I TUOI COMPITI →
a – Nel testo sulla guida autonoma, quale auto risulta già commercializzata con l'hardware e il software necessari per il Livello 3 SAE?
b – Estendi il testo sulla guida autonoma, ripartendo subito dopo la sua ultima frase.

SEZIONE DEL DOCUMENTO →
☆ ☆ ☆ ☆ ☆ ☆ ☆
Oggi come oggi nessuno può garantire che quello che è successo in un test, in cui il controllo del veicolo è stato una alternativa tra il lacunoso software messo in strada da Uber e la pessima supervisione di Rafaela Vazquez, non possa avvenire nel caso dell’impiego dei sistemi non in test su prototipi ma su auto vendute al pubblico e sulle strade aperte a tutti.

Se nel caso del test di Uber la transizione tra controllo dei computer ed umano era stabilita anche da un contratto di lavoro del supervisore, nel caso dei sistemi montati sulle auto in vendita al pubblico le cose cambiano, e la zona grigia della transizione tra controllo umano e dei computer può rivelarsi un terreno minato, sia per gli automobilisti, sia per le case auto.

Ancora nessuna casa ha attivato sistemi di Livello 3 SAE (ma già un’auto è stata commercializzata con l’hardware ed il software necessario: la nuova Audi A8), la controversa autonomia condizionata secondo la quale i computer di bordo possono controllare la guida salvo chiamare ad intervenire chi è al volante con un preavviso.
☆ ☆ ☆ ☆ ☆ ☆ ☆
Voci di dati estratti
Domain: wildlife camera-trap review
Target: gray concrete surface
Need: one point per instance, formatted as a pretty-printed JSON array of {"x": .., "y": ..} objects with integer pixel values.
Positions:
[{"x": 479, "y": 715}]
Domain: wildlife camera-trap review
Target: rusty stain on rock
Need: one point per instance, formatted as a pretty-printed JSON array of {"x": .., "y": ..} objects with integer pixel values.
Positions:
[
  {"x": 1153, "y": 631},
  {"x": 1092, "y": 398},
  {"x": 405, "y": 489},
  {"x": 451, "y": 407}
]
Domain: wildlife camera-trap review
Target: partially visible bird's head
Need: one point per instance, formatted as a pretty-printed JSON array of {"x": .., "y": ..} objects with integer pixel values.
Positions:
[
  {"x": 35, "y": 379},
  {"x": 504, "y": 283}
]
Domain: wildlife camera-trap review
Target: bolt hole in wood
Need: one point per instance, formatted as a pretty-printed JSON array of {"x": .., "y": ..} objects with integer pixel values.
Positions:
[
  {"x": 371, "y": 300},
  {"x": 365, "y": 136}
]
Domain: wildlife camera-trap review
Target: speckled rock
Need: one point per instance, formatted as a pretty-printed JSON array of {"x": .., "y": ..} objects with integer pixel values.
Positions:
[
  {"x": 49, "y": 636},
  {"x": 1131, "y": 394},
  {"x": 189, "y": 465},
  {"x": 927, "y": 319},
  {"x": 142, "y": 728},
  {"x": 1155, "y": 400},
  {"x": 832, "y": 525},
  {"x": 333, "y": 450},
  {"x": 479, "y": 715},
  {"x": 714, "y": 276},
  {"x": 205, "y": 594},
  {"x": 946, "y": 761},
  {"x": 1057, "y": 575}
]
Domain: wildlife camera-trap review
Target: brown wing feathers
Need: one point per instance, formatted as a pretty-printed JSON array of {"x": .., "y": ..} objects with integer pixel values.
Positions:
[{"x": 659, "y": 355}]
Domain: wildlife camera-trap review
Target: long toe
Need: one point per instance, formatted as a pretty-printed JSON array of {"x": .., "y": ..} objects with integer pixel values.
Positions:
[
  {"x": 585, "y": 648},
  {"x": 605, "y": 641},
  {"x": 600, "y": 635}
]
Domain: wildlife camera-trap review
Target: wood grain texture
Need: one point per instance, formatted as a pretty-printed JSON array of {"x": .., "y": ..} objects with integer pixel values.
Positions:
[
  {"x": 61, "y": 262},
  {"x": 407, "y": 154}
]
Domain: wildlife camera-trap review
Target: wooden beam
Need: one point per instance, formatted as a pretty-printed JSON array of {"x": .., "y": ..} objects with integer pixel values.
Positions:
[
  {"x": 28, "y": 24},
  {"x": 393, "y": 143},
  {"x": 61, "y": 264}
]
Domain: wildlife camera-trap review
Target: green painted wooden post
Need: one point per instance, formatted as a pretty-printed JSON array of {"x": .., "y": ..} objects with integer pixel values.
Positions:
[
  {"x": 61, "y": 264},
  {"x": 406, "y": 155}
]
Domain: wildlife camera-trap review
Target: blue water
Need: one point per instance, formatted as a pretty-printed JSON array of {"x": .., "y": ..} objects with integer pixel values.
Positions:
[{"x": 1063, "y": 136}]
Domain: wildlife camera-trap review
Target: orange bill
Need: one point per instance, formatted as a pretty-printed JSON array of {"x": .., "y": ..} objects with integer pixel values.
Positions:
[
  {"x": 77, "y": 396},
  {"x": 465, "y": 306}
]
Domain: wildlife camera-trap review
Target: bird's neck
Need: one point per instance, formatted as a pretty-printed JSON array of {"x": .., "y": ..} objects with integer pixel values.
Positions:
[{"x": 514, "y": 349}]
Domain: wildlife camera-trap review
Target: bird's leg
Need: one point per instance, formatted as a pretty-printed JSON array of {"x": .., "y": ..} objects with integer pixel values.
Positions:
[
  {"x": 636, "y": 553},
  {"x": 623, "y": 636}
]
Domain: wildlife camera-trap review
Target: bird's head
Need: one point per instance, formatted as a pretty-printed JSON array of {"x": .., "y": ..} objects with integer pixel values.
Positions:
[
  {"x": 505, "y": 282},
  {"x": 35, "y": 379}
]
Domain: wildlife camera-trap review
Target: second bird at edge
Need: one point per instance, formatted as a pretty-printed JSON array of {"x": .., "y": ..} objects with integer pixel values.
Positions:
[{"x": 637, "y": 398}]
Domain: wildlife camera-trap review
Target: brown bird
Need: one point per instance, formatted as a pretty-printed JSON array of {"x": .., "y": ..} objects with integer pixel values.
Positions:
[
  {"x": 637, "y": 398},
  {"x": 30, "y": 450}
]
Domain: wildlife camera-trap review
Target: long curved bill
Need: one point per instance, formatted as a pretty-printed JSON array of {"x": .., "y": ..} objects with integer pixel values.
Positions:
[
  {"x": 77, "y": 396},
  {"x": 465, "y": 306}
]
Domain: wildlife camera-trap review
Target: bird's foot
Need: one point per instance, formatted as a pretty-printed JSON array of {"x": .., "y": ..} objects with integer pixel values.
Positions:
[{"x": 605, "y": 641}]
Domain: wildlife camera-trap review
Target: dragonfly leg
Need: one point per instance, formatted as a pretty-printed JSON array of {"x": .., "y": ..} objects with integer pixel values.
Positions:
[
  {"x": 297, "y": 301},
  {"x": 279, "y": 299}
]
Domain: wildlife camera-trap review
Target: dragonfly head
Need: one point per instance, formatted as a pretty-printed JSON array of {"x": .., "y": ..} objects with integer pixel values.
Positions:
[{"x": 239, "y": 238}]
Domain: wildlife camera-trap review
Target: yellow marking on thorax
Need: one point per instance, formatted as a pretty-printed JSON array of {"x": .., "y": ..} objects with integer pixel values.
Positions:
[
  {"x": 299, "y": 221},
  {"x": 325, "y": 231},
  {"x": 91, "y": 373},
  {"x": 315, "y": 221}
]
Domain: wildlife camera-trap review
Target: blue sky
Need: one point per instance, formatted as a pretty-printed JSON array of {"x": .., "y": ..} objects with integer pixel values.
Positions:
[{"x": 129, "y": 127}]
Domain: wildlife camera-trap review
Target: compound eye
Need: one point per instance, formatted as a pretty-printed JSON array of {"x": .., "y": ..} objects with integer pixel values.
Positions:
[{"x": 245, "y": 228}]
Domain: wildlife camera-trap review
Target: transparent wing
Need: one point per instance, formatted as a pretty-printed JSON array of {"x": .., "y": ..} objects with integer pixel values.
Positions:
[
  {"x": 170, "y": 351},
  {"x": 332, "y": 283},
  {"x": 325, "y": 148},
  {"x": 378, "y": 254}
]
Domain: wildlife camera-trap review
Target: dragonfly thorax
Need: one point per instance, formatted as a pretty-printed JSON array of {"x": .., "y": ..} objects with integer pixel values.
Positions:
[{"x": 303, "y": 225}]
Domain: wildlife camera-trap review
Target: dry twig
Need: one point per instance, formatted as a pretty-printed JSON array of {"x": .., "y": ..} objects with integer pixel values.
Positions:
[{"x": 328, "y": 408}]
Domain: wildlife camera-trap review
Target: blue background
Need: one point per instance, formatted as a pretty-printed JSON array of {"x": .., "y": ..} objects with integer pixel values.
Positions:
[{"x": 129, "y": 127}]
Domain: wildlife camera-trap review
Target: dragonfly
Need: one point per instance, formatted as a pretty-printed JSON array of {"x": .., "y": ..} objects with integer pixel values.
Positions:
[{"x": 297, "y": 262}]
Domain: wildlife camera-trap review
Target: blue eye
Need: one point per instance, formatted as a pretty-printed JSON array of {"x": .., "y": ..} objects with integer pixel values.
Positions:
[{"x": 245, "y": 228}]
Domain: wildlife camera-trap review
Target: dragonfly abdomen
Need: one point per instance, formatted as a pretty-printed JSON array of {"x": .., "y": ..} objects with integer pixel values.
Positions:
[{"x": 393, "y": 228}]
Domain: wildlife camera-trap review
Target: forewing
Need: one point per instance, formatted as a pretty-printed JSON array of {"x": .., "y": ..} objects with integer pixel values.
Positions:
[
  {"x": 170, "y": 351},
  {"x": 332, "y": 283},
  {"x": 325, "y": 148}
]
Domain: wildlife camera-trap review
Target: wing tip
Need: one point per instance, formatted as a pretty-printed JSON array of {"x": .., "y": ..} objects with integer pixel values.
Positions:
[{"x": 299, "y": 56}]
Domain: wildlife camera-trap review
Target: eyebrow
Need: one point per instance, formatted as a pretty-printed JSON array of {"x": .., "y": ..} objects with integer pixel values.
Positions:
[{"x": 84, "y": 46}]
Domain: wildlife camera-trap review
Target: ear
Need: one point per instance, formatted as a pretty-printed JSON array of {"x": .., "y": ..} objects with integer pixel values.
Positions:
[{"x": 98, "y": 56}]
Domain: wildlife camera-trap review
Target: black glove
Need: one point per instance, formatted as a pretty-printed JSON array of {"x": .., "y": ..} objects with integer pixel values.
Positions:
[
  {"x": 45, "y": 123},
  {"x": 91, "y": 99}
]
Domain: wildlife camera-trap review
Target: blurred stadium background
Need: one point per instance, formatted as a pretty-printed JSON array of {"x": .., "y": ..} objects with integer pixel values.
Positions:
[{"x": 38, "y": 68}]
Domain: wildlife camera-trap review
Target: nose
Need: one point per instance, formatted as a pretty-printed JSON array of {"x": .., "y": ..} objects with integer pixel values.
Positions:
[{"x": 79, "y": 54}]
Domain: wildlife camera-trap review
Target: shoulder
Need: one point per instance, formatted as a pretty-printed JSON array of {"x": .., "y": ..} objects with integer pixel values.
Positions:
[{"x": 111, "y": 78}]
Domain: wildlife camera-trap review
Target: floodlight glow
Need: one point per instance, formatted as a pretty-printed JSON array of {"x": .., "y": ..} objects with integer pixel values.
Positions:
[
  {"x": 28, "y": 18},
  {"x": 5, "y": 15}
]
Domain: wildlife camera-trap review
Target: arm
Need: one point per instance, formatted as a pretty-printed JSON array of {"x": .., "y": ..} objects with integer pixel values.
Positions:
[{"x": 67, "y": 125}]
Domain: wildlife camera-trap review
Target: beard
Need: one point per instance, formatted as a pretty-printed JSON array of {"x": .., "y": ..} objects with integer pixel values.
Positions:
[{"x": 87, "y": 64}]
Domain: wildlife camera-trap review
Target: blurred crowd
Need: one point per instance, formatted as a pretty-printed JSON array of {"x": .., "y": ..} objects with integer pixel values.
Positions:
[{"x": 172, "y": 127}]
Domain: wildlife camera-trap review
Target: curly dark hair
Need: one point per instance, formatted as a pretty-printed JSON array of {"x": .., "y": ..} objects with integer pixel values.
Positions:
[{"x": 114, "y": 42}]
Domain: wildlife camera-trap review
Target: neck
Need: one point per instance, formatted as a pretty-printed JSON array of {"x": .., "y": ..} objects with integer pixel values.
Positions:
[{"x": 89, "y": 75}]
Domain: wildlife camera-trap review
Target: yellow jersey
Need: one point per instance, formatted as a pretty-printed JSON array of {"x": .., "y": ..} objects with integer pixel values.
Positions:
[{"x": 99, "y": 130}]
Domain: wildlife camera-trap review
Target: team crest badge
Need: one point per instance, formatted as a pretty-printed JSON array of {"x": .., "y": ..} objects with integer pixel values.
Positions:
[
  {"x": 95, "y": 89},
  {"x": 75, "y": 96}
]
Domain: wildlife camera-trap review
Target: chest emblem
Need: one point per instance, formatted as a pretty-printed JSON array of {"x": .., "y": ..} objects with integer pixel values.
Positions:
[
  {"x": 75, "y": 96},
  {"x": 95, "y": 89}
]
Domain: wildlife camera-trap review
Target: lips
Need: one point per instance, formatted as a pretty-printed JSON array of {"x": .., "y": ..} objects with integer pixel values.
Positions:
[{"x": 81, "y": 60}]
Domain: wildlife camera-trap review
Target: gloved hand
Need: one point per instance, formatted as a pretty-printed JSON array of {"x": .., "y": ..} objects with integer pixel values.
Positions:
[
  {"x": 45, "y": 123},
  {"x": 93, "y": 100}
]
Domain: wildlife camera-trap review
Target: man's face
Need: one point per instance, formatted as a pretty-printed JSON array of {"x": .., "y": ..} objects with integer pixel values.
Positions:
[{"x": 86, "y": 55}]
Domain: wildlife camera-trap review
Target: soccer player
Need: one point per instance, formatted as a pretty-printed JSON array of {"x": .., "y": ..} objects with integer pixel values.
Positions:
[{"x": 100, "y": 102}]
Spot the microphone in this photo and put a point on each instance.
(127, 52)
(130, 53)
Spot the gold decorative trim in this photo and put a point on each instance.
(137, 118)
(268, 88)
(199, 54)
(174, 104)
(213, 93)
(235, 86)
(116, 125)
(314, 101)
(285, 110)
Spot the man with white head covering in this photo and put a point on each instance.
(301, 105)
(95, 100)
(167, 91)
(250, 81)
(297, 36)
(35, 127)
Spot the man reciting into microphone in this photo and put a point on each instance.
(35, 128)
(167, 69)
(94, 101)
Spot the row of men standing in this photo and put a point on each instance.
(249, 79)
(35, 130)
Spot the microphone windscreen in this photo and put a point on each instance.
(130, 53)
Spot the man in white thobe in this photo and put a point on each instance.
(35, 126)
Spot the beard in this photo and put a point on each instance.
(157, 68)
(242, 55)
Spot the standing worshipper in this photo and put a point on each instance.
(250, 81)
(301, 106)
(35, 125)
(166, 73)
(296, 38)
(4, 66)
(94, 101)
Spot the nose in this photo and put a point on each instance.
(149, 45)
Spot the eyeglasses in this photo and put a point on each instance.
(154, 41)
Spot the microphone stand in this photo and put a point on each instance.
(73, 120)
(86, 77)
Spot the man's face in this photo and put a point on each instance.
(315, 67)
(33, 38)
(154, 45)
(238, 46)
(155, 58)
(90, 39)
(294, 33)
☆ ☆ ☆ ☆ ☆ ☆ ☆
RISPOSTE FORNITE →
a – La nuova Audi A8.

b –
Attualmente quei dispositivi non sono autorizzati dalle norme in alcun paese, il che risparmierà eventuali problemi di attribuzione di responsabilità in caso di sinistri. A chi scrive il caso del mancato intervento del supervisore di Uber fa temere una moltiplicazione all’ennesima potenza delle controversie che stanno avviluppando Tesla ed i suoi clienti che hanno avuto problemi con l’Autopilot, malgrado si tratti di un dispositivo ancora non al Livello 3 SAE.

La casa californiana dopo gli incidenti verificatisi con l’Autopilot inserito, in queste settimane ha effettuato aggiornamenti che inviano segnali frequenti, anche molto frequenti, a chi non tiene le mani sul volante. Fino ad essere secondo alcuni così fastidiosi da cancellare l’incentivo di usare il sistema per alleggerire il compito di guidare.

Il problema, e non solo nel campo dell’auto ma perfino in quello aeronautico, sembra essere che i sistemi automatizzati man mano migliorano le proprie performance tendono a disincentivare le abilità.

In misura maggiore di quanto avvenuto finora, ad esempio, con l’ABS, che ha tolto l’incentivo ai guidatori a sapere modulare la frenata. Nel caso della guida, la disattenzione è un sotto-prodotto che ci si può attendere come inevitabile al migliorare dei cruise control adattivi e proporzionalmente col diffondersi dei sistemi di assistenza alla guida semi-autonomi.

I momenti della transizione da computer a essere umano in altre parole, l’avventurarsi nella zona grigia, saranno appuntamenti nei momenti peggiori e con guidatori sempre meno preparati ad affrontarli.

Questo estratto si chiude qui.